Information shown:
= = =

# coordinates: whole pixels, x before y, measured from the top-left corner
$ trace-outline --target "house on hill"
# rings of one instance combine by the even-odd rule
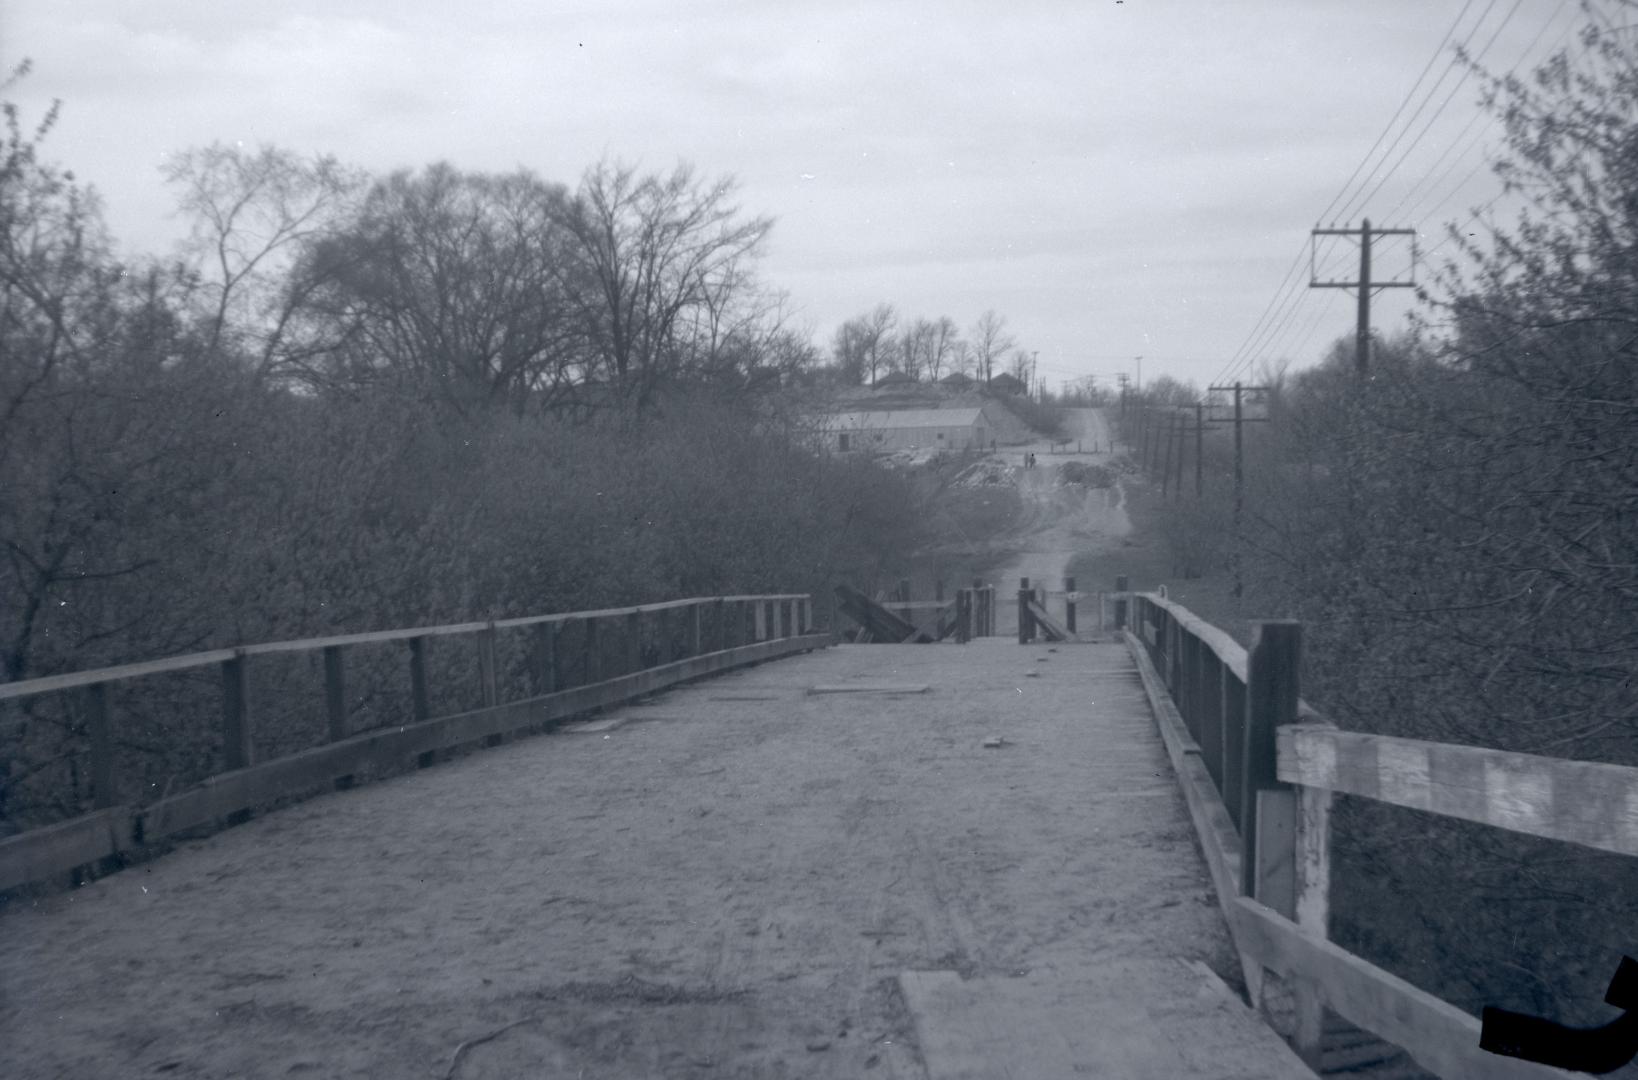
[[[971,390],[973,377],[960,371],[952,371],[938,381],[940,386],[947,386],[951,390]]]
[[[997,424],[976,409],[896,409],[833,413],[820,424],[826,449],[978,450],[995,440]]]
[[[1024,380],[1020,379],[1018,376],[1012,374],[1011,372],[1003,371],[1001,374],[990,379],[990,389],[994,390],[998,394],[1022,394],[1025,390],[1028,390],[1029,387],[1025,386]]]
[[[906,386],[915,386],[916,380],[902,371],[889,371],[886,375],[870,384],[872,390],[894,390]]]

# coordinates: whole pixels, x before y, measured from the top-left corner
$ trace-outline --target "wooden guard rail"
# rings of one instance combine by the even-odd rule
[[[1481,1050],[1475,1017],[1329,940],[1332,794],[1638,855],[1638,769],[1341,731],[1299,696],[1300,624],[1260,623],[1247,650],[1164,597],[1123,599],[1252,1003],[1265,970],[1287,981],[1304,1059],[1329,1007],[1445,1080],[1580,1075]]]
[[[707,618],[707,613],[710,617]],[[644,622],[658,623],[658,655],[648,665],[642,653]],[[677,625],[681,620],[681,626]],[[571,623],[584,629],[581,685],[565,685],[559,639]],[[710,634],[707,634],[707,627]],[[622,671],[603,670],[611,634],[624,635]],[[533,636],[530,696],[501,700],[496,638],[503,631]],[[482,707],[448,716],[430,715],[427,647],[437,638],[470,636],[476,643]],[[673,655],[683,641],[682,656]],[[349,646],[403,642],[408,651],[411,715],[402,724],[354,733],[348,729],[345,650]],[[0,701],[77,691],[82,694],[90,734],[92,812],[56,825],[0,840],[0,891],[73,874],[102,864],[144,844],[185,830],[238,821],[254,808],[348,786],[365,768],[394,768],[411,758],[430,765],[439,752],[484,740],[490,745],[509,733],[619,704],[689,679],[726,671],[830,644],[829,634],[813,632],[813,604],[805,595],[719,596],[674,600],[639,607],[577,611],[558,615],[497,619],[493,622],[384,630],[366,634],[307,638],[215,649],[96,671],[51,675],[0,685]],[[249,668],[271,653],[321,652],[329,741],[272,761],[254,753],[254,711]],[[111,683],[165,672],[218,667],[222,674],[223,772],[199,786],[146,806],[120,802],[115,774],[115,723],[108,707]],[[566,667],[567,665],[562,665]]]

= = =

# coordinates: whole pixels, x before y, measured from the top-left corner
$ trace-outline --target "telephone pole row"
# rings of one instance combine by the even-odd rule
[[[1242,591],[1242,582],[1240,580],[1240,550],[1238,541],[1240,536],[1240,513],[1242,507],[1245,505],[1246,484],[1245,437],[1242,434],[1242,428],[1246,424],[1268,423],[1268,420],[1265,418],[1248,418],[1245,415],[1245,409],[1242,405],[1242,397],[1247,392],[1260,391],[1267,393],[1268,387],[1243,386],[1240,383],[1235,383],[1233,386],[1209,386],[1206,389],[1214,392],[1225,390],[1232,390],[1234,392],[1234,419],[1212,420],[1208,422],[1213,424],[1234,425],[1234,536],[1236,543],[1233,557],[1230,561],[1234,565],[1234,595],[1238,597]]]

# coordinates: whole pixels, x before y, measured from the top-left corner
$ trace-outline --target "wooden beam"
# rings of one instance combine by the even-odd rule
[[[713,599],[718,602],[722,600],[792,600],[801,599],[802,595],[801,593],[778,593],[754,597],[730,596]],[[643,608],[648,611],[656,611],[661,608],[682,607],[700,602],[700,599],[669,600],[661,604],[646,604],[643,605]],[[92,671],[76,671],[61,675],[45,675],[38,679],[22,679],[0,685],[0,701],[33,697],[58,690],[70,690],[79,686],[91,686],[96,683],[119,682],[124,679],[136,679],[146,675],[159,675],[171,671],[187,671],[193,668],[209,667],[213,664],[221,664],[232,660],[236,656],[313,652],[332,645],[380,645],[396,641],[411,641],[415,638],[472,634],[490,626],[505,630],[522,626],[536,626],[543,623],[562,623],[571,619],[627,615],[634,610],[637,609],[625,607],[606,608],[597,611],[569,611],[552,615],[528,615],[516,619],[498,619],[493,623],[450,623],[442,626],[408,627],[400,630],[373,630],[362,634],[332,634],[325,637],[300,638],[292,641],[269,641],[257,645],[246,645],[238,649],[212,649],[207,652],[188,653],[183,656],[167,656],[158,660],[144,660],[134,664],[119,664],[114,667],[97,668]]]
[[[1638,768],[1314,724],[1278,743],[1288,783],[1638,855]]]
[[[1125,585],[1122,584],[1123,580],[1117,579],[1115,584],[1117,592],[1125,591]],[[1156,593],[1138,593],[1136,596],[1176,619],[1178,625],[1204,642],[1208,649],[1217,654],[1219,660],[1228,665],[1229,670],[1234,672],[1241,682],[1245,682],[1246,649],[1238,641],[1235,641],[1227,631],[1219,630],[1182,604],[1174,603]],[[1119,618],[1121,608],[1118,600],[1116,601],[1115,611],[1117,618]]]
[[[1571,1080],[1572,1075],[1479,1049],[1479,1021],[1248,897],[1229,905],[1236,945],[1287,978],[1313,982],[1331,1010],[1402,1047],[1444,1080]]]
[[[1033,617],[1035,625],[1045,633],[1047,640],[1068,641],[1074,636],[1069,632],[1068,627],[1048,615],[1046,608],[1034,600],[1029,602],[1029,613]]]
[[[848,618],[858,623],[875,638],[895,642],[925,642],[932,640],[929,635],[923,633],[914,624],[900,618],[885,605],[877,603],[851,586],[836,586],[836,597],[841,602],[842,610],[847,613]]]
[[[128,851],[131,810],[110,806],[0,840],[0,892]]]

= = =

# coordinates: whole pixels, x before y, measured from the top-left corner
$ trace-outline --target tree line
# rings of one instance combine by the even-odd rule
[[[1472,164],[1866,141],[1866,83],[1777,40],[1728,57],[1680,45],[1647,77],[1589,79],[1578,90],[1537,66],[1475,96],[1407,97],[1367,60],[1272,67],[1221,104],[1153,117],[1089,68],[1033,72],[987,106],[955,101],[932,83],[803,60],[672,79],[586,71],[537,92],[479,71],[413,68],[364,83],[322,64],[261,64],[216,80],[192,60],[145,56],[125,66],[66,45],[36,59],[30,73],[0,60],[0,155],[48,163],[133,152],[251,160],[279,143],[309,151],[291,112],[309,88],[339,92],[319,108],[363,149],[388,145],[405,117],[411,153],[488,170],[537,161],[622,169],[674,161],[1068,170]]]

= = =

What you need to do:
If a line of the material contains the word "wooden", pick it out and copy it.

Exercise answer:
$ trace-outline --target "wooden guard rail"
$ trace-outline --target "wooden beam"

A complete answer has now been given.